## The Urn Model

Was developed was Jacob Bernoulli to model the process of selecting items from a population.

To set up an urn model, we first need to decide on: 
    
- The number of marbles in the urn
- The color (or label) on each marble
- The number of marbles to darw from the urn
- The drawing / sampling process (with replacement or without replacement)

We can simulate the draw of two marbles from the urn without replacement.

In [8]:
import numpy as np
urn = ["b","b","b","w","w"]

print("Sample 1: ",np.random.choice(urn, size=2, replace=False))
print("Sample 2: ", np.random.choice(urn, size = 2, replace=False))

Sample 1:  ['w' 'w']
Sample 2:  ['b' 'b']


#### Questions: 

- What is the chance that our sample contais marbles of only one color ?

══════════

*Brief 1*.
In the urn model page, what are the two options for the drawing or sampling process?
*Brief 2*.
Update the urn model page from "Was developed was" up to and including "urn without replacement.", putting "balls" wherever "marbles" appears.

══════════

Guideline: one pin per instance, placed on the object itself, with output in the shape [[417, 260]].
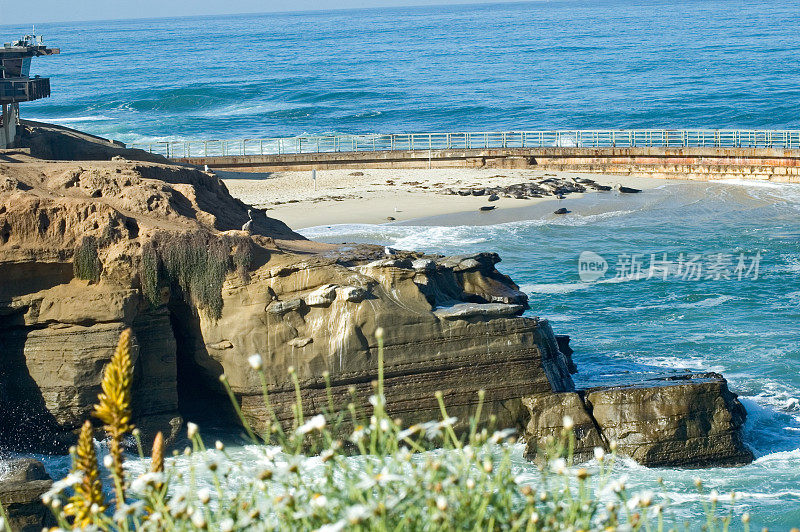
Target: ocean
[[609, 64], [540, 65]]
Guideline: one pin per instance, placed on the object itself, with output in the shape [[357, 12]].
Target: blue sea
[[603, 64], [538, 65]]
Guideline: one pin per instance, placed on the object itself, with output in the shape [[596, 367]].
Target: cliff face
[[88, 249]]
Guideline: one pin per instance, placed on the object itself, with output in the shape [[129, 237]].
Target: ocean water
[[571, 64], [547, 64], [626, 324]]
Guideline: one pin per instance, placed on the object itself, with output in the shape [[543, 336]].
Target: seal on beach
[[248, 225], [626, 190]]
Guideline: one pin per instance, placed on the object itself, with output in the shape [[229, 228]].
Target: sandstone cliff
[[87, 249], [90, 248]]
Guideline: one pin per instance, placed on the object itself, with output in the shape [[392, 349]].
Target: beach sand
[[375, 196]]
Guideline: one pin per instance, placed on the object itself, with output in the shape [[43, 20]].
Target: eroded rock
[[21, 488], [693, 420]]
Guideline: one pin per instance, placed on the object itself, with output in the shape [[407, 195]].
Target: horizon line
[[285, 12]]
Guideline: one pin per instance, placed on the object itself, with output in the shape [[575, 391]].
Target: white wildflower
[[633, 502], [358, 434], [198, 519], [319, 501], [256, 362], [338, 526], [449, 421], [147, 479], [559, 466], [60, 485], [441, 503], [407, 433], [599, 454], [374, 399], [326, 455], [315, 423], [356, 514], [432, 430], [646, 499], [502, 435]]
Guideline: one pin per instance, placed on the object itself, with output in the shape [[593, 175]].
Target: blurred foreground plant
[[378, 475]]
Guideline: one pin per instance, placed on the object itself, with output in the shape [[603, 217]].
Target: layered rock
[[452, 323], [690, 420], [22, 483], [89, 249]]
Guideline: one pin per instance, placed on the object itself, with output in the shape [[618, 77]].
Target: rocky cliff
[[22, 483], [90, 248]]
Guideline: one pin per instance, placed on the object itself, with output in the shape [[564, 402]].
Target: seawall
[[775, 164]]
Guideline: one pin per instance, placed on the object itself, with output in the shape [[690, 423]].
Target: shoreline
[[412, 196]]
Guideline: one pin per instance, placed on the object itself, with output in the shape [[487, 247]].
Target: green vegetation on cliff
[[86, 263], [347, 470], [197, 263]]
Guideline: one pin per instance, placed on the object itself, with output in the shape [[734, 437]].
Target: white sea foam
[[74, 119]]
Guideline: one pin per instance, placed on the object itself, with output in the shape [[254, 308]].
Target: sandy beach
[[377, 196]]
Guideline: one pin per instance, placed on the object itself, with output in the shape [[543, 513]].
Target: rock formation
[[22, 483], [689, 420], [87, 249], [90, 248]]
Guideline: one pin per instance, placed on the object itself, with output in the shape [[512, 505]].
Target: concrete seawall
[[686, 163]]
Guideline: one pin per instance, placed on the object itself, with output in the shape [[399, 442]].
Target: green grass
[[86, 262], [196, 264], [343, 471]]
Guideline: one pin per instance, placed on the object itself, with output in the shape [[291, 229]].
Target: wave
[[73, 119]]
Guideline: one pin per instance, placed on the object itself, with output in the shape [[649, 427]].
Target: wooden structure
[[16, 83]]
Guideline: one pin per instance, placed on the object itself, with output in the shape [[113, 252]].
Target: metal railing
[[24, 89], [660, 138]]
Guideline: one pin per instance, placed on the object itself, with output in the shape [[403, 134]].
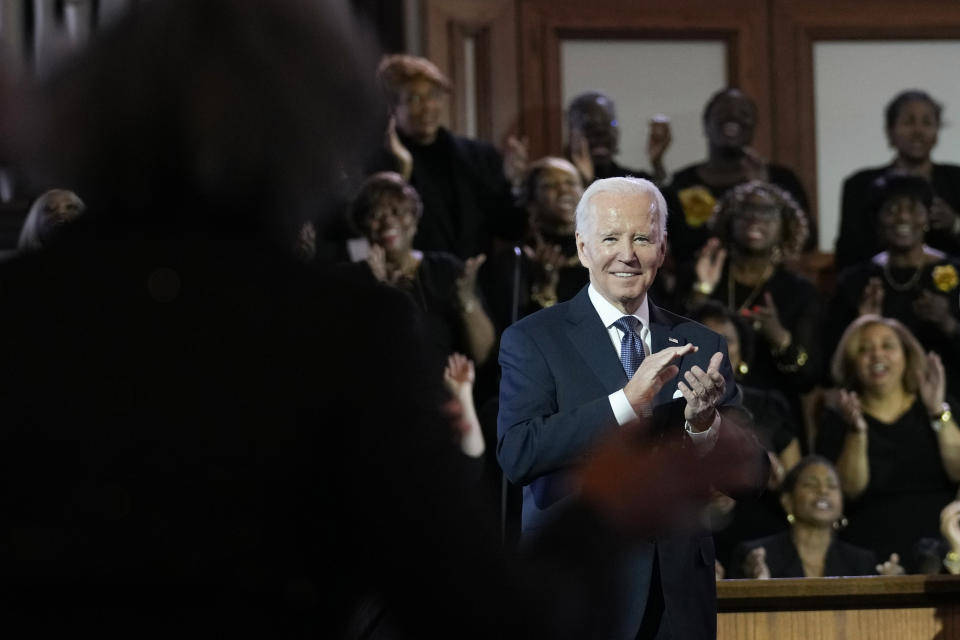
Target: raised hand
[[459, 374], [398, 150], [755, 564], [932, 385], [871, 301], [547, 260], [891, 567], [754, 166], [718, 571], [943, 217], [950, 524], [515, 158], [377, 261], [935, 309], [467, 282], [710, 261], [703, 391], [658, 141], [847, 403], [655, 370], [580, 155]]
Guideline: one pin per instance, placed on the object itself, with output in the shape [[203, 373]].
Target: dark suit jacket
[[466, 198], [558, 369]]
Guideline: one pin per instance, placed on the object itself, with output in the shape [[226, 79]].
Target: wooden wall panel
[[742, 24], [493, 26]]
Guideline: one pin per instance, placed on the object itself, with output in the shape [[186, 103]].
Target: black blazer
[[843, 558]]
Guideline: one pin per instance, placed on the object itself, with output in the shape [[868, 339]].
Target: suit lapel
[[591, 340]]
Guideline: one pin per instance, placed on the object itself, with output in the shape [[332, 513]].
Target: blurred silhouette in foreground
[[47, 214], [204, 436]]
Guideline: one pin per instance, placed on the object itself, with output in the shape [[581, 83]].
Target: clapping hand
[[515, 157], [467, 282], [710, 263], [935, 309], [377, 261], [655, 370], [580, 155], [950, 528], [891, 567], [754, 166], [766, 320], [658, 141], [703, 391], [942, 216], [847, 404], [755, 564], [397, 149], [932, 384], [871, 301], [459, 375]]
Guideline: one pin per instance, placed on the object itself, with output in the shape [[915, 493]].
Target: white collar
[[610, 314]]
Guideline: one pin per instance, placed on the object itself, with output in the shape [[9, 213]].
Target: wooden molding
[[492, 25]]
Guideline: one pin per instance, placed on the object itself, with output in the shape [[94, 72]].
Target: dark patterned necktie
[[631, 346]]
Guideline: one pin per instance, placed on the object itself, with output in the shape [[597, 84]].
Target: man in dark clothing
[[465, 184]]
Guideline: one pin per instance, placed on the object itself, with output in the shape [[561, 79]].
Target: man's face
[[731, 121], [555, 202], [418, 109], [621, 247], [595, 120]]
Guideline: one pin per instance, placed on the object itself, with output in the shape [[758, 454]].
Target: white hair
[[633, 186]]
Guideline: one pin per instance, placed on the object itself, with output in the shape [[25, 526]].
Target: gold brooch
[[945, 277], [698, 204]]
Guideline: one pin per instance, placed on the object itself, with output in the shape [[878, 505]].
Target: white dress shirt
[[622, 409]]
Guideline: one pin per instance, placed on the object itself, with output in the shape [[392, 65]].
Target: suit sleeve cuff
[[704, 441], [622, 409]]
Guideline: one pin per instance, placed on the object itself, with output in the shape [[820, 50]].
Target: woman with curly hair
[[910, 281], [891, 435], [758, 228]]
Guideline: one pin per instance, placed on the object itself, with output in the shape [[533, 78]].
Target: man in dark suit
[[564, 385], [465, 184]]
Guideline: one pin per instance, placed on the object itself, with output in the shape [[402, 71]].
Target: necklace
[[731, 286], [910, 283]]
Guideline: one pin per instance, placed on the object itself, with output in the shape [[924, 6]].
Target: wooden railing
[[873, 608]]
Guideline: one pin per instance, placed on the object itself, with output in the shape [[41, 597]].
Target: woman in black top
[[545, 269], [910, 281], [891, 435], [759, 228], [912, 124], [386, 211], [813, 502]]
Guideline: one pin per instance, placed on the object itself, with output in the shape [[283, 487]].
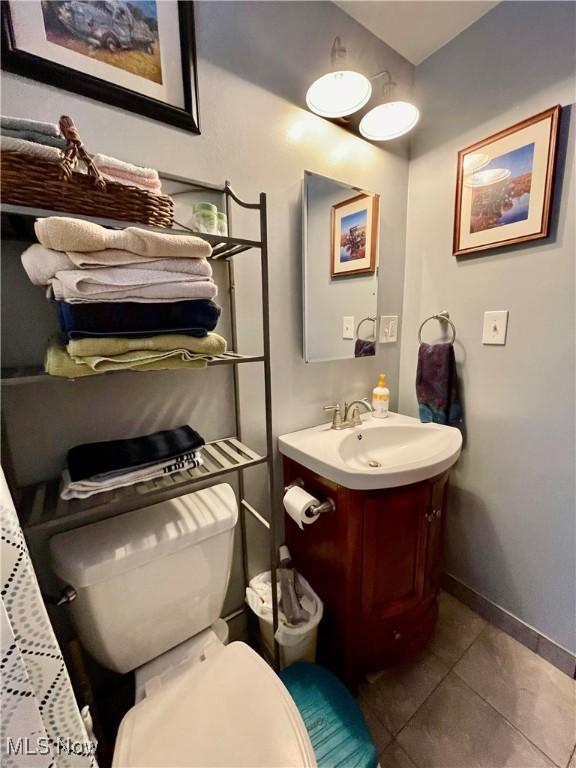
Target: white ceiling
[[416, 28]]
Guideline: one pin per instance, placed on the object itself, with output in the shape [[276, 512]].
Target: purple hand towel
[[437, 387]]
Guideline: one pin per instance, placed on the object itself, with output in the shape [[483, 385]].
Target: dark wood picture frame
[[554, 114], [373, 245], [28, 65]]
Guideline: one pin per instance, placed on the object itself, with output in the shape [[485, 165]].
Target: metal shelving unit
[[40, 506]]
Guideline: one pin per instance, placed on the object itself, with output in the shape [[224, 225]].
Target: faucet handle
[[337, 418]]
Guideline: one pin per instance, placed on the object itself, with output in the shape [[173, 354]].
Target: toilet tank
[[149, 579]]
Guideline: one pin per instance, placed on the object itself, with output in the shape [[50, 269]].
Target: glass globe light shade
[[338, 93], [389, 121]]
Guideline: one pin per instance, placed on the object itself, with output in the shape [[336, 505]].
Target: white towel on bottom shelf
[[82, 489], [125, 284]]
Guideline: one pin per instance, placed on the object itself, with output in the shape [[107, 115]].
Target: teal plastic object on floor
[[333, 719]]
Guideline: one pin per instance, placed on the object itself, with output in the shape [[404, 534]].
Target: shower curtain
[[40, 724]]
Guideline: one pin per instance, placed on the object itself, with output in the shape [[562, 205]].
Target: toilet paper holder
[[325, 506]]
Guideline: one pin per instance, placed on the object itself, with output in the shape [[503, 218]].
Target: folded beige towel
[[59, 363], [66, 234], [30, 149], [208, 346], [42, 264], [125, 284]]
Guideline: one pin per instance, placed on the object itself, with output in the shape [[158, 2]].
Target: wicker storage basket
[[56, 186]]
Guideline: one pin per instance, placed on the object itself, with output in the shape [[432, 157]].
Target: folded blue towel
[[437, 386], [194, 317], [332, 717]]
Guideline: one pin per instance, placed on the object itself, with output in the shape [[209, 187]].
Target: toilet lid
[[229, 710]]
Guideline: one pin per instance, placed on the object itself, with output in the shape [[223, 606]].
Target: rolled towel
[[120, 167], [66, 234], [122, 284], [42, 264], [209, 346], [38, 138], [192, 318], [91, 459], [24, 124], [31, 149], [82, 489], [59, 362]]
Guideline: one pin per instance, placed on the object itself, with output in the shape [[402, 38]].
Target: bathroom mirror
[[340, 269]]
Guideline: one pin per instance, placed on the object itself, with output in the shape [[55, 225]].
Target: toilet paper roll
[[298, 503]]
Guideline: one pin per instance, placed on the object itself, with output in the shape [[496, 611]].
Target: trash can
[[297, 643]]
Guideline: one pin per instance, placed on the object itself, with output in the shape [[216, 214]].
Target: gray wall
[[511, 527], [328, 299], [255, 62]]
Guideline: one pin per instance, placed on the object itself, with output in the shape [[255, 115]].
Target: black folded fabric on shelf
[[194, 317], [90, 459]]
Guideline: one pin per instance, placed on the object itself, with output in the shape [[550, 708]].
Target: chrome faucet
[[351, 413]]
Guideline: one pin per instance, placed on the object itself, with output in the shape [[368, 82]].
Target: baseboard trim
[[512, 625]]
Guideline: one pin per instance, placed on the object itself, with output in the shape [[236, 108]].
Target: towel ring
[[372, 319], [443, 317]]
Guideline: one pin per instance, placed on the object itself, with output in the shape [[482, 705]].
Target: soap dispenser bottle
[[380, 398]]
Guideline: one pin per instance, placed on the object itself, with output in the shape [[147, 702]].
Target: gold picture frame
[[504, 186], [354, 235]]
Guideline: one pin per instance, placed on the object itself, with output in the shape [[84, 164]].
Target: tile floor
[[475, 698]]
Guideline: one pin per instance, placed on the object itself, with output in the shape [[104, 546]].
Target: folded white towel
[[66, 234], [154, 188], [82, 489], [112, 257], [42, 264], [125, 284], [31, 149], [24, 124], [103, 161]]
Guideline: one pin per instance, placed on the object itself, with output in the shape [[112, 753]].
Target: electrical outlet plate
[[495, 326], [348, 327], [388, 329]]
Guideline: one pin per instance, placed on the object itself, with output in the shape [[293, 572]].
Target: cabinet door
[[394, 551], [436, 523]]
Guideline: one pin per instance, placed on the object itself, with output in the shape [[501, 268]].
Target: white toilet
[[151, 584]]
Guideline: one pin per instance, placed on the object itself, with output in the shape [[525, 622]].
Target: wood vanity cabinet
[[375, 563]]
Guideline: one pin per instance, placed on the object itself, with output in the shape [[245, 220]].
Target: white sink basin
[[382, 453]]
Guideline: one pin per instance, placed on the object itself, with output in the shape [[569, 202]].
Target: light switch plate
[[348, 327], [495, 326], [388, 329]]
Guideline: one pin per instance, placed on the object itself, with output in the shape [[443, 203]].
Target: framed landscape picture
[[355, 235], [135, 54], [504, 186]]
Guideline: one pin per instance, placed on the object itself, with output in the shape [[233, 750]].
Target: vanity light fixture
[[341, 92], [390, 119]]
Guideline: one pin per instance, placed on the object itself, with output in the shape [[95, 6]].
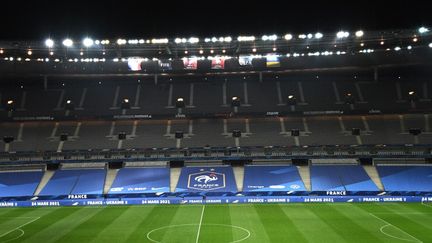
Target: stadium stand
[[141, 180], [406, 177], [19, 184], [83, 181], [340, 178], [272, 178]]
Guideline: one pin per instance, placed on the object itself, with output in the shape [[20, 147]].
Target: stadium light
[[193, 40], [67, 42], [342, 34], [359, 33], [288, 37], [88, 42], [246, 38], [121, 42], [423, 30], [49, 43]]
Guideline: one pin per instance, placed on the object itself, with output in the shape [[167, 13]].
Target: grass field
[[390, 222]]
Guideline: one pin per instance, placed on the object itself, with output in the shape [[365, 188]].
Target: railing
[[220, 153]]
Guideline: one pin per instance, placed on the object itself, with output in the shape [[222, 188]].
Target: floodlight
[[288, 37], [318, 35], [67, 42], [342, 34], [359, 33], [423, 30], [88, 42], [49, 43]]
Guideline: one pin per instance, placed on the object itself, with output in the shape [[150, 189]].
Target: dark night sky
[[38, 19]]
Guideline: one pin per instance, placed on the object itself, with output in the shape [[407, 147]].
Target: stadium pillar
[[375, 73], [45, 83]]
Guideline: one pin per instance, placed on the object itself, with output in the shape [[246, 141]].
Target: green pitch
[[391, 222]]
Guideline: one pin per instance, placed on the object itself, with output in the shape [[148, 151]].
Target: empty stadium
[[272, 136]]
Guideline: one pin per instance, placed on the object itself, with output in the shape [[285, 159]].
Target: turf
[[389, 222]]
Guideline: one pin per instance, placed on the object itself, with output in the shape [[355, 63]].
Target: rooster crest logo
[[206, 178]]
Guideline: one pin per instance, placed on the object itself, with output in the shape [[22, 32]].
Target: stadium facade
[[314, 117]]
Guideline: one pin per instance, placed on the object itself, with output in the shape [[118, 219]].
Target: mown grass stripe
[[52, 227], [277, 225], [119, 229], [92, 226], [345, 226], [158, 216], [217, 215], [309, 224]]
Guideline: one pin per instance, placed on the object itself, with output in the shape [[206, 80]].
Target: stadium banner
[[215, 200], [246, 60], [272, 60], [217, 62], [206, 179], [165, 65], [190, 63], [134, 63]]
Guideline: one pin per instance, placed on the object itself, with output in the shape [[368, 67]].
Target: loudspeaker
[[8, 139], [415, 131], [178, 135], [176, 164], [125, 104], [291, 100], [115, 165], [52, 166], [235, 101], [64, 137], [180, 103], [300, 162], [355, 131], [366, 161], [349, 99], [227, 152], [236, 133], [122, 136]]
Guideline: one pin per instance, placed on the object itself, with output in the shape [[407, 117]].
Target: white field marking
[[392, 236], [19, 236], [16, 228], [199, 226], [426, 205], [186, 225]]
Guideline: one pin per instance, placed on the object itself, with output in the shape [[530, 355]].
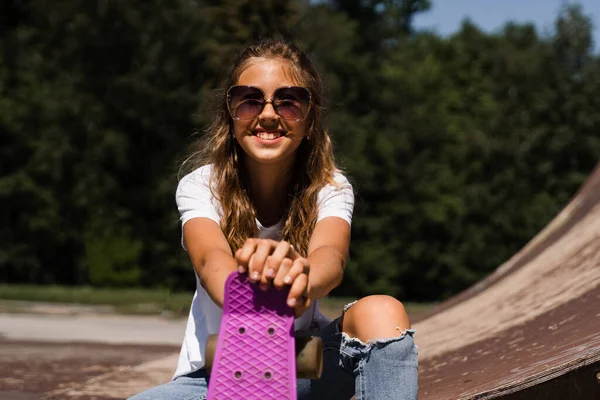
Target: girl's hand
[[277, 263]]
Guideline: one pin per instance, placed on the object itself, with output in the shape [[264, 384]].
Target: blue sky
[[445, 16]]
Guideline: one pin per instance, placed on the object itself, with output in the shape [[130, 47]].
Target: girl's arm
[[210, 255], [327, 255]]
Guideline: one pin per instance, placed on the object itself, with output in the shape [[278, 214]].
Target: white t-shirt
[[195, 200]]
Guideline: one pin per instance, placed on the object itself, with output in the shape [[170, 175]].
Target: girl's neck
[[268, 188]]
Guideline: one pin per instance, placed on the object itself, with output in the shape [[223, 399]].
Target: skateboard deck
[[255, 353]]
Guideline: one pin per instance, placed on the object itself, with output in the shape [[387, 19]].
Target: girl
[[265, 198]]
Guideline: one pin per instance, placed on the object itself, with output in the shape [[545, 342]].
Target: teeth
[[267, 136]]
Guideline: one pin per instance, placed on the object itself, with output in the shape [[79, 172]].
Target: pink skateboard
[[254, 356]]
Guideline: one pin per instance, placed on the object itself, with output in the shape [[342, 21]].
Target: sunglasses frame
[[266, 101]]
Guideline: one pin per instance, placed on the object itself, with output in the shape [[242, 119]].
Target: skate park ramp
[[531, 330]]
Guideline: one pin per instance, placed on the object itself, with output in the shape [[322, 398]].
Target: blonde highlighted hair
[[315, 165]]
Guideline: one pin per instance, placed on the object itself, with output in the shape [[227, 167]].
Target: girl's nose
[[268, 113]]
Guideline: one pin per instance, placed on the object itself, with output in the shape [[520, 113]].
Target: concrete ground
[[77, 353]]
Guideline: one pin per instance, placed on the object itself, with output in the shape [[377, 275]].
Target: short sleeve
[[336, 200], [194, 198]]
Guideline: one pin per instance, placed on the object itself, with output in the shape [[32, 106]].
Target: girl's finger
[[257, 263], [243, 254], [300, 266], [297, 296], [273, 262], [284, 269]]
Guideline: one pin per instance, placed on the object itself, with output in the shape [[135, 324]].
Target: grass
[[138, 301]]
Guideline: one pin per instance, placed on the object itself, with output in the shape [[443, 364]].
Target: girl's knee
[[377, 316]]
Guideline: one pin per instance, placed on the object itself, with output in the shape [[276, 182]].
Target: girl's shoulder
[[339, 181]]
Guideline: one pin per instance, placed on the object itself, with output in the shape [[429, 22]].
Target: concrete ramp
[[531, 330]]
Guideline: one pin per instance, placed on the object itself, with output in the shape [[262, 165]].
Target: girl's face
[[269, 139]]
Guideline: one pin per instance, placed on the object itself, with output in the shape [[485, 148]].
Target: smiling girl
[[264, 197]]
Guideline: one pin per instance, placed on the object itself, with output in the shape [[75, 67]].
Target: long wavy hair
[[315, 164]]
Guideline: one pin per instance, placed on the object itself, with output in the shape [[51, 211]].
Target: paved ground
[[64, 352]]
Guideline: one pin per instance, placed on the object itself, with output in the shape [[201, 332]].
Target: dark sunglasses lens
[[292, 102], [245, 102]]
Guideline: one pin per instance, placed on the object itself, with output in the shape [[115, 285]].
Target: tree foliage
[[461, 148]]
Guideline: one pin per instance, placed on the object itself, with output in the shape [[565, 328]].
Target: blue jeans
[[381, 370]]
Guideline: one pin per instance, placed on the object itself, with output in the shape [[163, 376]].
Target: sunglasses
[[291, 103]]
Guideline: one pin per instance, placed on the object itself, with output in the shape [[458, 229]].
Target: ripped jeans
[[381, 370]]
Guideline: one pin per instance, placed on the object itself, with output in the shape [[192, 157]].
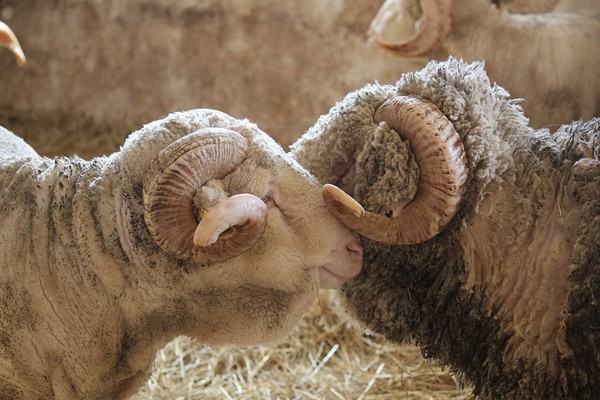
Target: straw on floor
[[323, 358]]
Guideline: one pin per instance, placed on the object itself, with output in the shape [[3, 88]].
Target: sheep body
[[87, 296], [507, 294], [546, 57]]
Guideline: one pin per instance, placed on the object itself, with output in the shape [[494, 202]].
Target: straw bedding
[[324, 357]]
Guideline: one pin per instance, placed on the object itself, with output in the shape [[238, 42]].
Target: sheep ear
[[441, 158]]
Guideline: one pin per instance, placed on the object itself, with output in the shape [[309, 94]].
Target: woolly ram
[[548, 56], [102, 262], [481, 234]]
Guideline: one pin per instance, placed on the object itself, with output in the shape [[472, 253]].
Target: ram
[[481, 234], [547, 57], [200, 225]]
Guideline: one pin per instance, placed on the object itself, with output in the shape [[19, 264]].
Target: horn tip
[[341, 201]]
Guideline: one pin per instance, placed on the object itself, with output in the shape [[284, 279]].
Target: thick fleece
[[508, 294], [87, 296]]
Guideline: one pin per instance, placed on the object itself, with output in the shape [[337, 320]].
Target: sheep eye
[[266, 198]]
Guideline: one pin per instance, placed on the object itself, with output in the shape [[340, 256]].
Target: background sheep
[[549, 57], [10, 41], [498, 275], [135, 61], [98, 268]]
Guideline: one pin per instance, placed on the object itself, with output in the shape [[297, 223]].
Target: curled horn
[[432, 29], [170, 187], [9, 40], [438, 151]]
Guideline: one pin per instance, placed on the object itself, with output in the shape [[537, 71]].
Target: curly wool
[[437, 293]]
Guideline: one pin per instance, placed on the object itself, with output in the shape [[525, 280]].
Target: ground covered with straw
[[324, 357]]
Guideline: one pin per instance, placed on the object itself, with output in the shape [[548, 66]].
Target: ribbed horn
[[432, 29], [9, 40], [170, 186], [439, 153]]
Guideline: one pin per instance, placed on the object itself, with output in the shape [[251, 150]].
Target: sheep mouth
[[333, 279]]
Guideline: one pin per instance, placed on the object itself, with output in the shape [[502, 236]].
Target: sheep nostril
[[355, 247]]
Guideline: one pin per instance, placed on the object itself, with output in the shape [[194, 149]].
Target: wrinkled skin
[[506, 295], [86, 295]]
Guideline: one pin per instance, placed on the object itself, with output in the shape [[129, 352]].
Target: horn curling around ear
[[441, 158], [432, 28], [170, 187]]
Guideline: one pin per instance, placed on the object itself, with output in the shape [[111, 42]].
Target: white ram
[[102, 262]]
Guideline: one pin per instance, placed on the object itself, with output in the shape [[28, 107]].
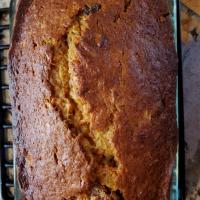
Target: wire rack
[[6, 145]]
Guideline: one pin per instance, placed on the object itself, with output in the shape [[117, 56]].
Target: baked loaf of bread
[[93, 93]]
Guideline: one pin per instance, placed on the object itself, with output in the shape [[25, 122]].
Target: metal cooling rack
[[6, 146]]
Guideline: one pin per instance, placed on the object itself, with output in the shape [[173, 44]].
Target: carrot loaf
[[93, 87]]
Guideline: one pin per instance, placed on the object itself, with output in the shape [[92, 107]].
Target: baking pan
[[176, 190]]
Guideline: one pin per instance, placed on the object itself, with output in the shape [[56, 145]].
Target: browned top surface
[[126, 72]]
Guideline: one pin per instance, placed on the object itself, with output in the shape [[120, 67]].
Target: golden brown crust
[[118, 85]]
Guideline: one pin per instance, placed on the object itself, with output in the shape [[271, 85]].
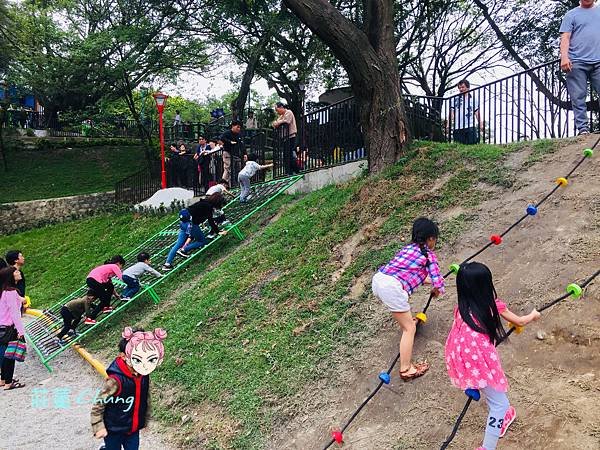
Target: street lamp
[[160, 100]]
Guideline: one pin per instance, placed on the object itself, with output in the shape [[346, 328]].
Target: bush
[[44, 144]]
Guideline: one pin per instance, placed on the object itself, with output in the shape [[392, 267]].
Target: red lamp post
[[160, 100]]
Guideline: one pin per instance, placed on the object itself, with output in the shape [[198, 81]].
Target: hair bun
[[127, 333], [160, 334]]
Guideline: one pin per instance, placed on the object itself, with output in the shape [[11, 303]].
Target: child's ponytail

══════════

*Task answer 1*.
With replacement or without replacement.

*Task answer 2*.
Was developed was Jacob Bernoulli to model the process of selecting items from a population.

To set up an urn model, we first need to decide on: 
    
- The number of balls in the urn
- The color (or label) on each marble
- The number of balls to darw from the urn
- The drawing / sampling process (with replacement or without replacement)

We can simulate the draw of two balls from the urn without replacement.